### EXERCISE GOAL
Give every entry again, unchanged, and leave its images out.

(Pointing dataset records)

(begin)

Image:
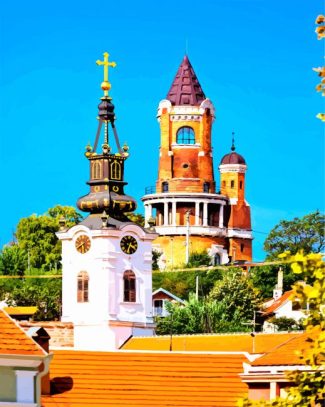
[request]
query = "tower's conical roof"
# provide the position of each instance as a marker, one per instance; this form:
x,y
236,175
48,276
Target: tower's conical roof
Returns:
x,y
185,89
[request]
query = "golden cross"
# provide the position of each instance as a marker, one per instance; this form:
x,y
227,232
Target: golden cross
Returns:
x,y
106,85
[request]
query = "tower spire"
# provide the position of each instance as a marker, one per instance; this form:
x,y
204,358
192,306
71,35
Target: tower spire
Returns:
x,y
106,168
105,85
233,148
185,89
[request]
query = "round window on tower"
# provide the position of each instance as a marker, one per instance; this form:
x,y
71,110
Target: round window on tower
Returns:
x,y
185,135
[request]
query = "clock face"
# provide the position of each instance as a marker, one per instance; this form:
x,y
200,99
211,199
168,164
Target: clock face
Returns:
x,y
129,244
83,244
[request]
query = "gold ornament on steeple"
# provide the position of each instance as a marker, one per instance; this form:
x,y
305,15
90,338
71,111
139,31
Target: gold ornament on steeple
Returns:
x,y
105,85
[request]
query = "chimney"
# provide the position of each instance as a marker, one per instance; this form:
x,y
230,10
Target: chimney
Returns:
x,y
42,338
278,291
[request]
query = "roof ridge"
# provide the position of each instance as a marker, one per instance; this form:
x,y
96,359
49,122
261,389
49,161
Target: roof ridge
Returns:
x,y
279,346
21,330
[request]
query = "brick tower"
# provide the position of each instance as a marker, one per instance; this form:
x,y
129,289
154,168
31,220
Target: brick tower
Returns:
x,y
190,214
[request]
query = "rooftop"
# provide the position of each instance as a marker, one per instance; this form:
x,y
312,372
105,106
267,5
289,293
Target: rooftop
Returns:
x,y
260,343
14,341
81,378
287,353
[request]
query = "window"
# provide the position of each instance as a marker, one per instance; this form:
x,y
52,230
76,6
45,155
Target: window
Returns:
x,y
115,170
206,187
158,307
185,135
216,259
82,290
97,170
129,286
165,186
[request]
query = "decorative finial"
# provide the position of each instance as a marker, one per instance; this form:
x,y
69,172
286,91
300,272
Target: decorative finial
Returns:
x,y
105,85
233,142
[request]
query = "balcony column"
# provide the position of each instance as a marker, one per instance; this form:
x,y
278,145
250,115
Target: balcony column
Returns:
x,y
221,216
25,384
165,213
174,213
197,213
147,213
205,214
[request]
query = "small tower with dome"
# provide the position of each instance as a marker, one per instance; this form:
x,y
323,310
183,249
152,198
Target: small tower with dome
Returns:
x,y
232,170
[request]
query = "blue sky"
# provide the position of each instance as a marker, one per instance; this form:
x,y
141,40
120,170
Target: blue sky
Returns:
x,y
253,58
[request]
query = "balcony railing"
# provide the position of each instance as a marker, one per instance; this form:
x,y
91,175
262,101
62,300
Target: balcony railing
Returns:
x,y
150,190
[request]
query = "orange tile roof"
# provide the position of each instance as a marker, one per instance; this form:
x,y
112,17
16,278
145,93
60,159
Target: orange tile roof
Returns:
x,y
20,310
261,343
277,304
14,341
287,353
98,379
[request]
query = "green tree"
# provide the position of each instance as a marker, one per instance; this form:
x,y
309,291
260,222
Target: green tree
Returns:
x,y
13,260
237,294
308,387
306,234
182,283
199,316
36,236
229,308
286,324
264,278
45,294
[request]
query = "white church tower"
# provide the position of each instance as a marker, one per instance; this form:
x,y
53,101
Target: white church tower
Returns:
x,y
107,259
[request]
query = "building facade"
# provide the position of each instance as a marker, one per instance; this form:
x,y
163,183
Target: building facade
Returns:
x,y
190,211
106,259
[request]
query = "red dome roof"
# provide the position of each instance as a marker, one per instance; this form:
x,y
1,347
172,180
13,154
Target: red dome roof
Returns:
x,y
232,158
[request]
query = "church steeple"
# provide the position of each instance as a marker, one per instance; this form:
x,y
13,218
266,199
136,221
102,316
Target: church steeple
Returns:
x,y
185,89
106,169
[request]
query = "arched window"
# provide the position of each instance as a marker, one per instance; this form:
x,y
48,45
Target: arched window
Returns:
x,y
82,289
206,187
129,286
185,135
97,170
165,186
115,170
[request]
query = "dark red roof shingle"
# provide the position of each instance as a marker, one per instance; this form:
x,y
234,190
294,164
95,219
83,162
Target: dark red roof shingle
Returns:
x,y
185,89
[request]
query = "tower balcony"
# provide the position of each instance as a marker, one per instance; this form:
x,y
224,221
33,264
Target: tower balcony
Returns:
x,y
194,230
174,211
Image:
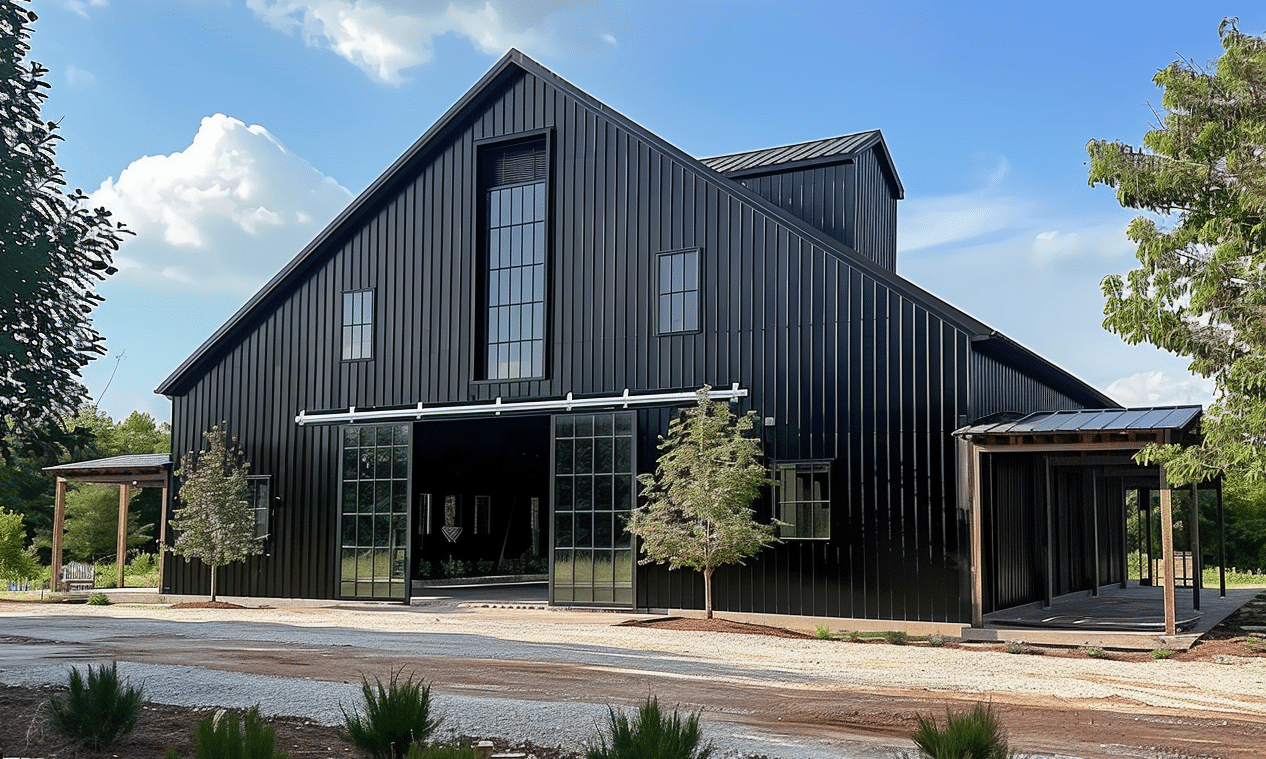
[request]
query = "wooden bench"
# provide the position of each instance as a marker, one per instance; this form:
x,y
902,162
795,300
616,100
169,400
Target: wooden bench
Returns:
x,y
79,577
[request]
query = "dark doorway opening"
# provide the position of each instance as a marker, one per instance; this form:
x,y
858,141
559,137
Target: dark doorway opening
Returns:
x,y
481,497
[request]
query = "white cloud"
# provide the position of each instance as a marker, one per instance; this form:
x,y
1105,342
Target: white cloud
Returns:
x,y
1157,388
220,215
386,37
79,77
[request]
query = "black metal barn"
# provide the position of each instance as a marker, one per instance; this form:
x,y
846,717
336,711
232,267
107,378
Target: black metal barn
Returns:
x,y
475,359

(end)

### TASK RESULT
Image:
[request]
query = "tower's conical roof"
# provide the position of each instance as a marker, one per instance; this form:
x,y
236,175
48,276
Target: tower's conical roof
Returns:
x,y
185,89
[request]
query = "golden cross"
# provide the position of each instance as a marker, one per instance; this form:
x,y
227,232
Target: golden cross
Returns:
x,y
106,85
[request]
query = "tower spire"
# provide the position of each instance as a marker, one per instance; this form:
x,y
204,358
192,306
71,35
Target: tower spire
Returns:
x,y
106,168
105,85
233,148
185,89
[request]
query = "round window on tower"
# provide the position of each instance as a marker, one per instance; this form:
x,y
71,110
Target: round window on tower
Returns:
x,y
185,135
[request]
query = "clock face"
# provide the position of each instance as a marker, one per instance; this form:
x,y
200,99
211,199
168,164
Target: clock face
Returns:
x,y
129,244
83,244
[request]
query = "gold ornament on steeple"
# provide the position of each instance as a marker, one per instance; this form:
x,y
305,15
90,338
71,111
139,31
Target: gold ornament on steeple
Returns:
x,y
105,85
[request]
query = "chimney"
# provide the position of each instance as a marker, one per instance; this form:
x,y
230,10
Target: chimney
Returns:
x,y
42,338
278,291
[request]
query = "roof ridge"
# provide the position of each instance as a marker, one per instance; this form:
x,y
96,359
49,122
261,389
49,161
Target: roof ridge
Returns:
x,y
279,346
21,330
[request]
query = "brick tower"
# provide the position of each instance as a marker, one per instance; this form:
x,y
129,289
154,168
31,220
Target: brick tower
Returns:
x,y
190,214
[request]
query = "rooftop"
# provide the position of each instance as a marker, one per instance; this form:
x,y
312,372
105,106
267,5
289,293
Target: rooftop
Returns:
x,y
260,343
14,341
81,378
287,353
[request]
query = "window"
# provide the position of each instance as a marker, one per instance; this form:
x,y
52,230
76,6
45,155
Target: window
Returns:
x,y
115,170
206,187
158,307
185,135
216,259
82,290
97,170
129,286
165,186
[request]
query = "decorative finial"
# provide the position of each instance as a marker, one per instance; this form:
x,y
69,172
286,91
300,272
Target: decorative finial
Returns:
x,y
105,85
233,142
[request]
query = "balcony column"
# provide the position of each instance as a marker, one per instance; this form:
x,y
278,145
250,115
Target: balcony column
Returns:
x,y
221,216
25,384
165,213
174,213
197,213
147,213
205,214
[request]
query = "small tower with dome"
# provide the position of each instance as a marker, one per instance; this form:
x,y
323,310
183,249
152,198
Target: small tower with dome
Returns:
x,y
232,170
[request]
query = "blue sky"
# provide the position of each instance as a marker, one per instance; this form:
x,y
141,40
120,170
Target: blue sky
Returns:
x,y
253,58
[request]
query = "balcony railing"
# provide the position of each instance as a marker, one per instance; this form:
x,y
91,175
262,101
62,300
Target: balcony railing
Returns:
x,y
150,190
[request]
query = "orange tile roof"
# provide the position of each instance as a marker, one per instance; this form:
x,y
112,17
16,278
145,93
60,159
Target: orange tile roof
Returns:
x,y
20,310
261,343
277,304
14,341
287,353
98,379
[request]
query = "green tree"
# provide the position of each instance as a marker, one per instance; this form:
x,y
309,291
260,222
Target: green tree
Returns:
x,y
13,260
237,294
308,387
306,234
182,283
199,316
36,236
229,308
286,324
264,278
45,294
[request]
query = "white church tower"
# provide the position of each instance as a marker, one per instance; this form:
x,y
53,101
Target: white church tower
Returns:
x,y
107,259
[request]
query = "building facade"
# provide the position of each instance as a marker, one per instance; this form:
x,y
163,183
Target: building facade
Returns:
x,y
190,211
106,259
[request]
query = "red dome roof"
# provide the position of each instance as a marker, one per instance; this form:
x,y
1,347
172,180
13,154
Target: red dome roof
Returns:
x,y
232,158
[request]
query = "church steeple"
# provide the position of each instance as a marker, one per instance; this form:
x,y
13,218
266,199
136,221
102,316
Target: church steeple
Returns:
x,y
185,89
106,169
[request]
query = "arched window"
# provide the position of each instance as a marker, one per instance; this form:
x,y
48,45
Target: arched window
Returns:
x,y
82,289
206,187
129,286
185,135
97,170
165,186
115,170
[request]
query = "dark red roof shingle"
# provide the position of each instance as a marker, one per instance; this form:
x,y
234,190
294,164
95,219
83,162
Target: dark red roof shingle
Returns:
x,y
185,89
[request]
query = "tower balcony"
# provide the position of each instance as a marker, one per instance; this form:
x,y
224,221
33,264
Target: tower balcony
Returns:
x,y
194,230
174,211
Image:
[request]
query = "wooden bench"
# provide the position of each instance as a marker, one per instance; this form:
x,y
902,162
795,300
616,100
169,400
Target: wooden bench
Returns:
x,y
79,577
[request]
query = "dark doorway opening"
# provide the position of each instance as a marker, one per instance; this form:
x,y
858,141
559,137
Target: dark doorway opening
Returns:
x,y
481,497
[request]
query = "white cloud"
# provide the position of each instance as a marker, one per instance; this form:
x,y
1105,342
Target: white cloud
Returns:
x,y
1157,388
220,215
386,37
79,77
[request]
query = "black metal barn"
# provide the position of each instance as a marker, one per instance; this form:
x,y
846,717
336,711
232,267
107,378
Target: black metal barn
Returns:
x,y
475,359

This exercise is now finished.